** Start DATASET ROWS **

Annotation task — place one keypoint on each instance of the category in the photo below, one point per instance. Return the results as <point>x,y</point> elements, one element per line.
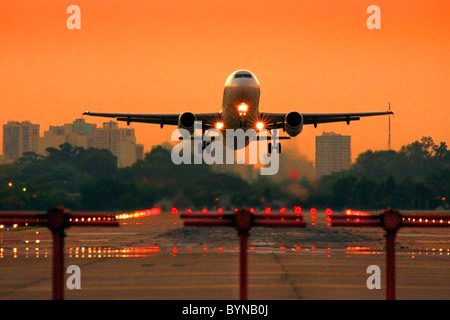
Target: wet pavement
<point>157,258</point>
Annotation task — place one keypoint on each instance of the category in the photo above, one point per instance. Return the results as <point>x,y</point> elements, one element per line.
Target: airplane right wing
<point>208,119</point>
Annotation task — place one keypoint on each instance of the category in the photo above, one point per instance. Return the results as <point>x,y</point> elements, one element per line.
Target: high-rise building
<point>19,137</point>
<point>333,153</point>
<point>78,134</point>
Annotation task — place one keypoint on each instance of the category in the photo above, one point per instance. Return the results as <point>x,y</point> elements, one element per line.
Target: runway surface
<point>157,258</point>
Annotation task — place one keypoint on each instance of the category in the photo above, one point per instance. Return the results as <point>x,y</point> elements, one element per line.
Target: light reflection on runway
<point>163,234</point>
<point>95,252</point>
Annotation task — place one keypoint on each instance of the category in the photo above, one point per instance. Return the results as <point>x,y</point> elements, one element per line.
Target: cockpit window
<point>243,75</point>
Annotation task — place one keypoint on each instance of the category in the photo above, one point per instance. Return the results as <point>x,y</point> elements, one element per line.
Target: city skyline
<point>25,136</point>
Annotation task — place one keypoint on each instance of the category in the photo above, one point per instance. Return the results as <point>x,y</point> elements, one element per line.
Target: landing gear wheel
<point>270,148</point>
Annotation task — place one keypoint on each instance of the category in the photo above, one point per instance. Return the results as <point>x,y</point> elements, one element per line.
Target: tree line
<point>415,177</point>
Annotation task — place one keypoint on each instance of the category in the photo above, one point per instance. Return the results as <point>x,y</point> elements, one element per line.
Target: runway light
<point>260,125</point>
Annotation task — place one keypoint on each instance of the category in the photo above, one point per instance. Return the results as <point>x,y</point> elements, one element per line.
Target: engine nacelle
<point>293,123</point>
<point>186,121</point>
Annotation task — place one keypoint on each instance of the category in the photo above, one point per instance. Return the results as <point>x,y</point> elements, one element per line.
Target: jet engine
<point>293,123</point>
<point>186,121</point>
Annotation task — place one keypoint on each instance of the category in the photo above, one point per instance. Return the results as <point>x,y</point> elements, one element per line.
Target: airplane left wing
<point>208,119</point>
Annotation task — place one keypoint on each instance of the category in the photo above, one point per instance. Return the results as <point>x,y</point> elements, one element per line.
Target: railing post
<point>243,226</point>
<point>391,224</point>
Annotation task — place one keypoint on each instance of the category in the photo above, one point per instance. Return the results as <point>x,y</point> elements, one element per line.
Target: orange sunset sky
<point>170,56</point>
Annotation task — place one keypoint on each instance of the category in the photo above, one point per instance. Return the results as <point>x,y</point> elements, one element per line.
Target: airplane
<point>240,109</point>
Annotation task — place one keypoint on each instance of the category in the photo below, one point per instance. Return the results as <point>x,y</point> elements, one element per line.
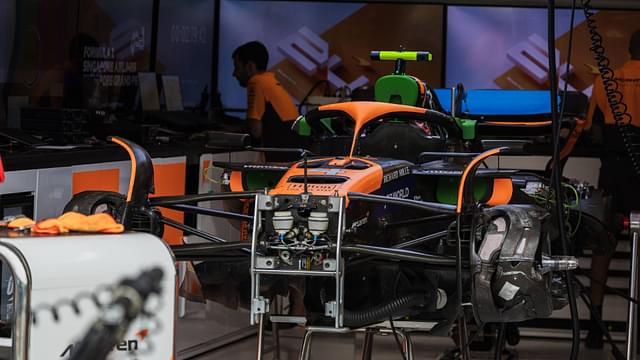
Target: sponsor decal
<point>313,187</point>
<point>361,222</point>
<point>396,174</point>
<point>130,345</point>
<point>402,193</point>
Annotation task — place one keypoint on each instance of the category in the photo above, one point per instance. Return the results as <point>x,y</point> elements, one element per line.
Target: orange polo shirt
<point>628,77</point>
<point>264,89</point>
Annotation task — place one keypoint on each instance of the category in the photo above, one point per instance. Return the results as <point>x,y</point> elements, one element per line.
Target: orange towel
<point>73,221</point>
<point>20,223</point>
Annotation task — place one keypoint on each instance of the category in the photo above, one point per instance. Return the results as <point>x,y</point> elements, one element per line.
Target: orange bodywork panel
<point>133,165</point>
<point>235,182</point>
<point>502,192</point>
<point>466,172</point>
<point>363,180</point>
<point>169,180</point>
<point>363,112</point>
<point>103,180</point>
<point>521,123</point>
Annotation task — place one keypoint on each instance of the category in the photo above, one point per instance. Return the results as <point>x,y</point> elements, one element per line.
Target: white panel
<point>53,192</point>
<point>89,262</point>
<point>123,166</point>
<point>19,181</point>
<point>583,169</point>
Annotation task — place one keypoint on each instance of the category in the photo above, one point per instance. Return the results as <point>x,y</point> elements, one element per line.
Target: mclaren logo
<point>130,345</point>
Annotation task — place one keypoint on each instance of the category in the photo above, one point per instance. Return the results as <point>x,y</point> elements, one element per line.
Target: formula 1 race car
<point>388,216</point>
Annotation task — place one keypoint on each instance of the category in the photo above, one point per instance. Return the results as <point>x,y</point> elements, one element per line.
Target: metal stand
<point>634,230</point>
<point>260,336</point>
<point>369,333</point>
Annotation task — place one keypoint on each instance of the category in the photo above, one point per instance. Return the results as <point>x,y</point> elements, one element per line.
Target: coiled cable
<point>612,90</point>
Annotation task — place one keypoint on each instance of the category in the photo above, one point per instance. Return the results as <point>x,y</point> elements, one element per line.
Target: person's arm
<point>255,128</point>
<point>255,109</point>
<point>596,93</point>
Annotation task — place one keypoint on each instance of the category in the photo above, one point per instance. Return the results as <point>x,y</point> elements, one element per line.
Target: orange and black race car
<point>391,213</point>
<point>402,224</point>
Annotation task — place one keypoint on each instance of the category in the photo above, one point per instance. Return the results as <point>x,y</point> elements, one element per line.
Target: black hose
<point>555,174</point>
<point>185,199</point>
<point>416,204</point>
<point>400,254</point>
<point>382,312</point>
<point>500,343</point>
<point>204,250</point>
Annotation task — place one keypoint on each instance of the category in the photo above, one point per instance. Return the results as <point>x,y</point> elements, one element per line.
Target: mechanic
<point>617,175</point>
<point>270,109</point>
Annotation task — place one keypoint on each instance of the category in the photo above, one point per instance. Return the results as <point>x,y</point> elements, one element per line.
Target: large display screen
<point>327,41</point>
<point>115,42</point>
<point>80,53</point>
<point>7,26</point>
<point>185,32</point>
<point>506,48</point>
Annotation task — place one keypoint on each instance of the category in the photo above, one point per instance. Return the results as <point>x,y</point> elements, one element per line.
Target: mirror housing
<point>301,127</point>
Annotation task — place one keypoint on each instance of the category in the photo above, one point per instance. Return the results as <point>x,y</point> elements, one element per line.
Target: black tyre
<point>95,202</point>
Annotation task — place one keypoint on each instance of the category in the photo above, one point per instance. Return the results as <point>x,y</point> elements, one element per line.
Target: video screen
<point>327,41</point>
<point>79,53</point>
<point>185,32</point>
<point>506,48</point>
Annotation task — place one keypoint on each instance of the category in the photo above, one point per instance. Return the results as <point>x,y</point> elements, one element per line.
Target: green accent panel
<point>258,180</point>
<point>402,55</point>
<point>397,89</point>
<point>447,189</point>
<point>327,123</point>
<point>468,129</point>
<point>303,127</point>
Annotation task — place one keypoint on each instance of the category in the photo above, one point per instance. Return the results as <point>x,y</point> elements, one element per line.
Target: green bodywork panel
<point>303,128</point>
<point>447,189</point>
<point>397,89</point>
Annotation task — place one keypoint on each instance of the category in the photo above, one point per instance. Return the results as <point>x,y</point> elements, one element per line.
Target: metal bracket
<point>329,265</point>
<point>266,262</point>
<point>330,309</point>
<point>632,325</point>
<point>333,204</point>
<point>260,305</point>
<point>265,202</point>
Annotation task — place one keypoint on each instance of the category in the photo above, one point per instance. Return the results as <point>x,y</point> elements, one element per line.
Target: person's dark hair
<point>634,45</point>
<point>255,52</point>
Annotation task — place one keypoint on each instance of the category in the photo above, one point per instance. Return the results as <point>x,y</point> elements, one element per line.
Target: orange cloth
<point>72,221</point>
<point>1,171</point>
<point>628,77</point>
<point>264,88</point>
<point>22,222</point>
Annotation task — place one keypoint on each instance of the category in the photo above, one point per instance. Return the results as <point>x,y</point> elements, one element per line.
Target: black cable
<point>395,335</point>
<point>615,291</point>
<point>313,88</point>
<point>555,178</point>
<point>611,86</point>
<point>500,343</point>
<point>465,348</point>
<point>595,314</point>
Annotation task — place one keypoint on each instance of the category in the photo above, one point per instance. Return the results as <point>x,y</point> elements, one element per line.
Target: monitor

** End DATASET ROWS **

EXERCISE DESCRIPTION: Please count the lines in the items above that contain the string "wing", and reply with the number alone.

FULL SOLUTION: 2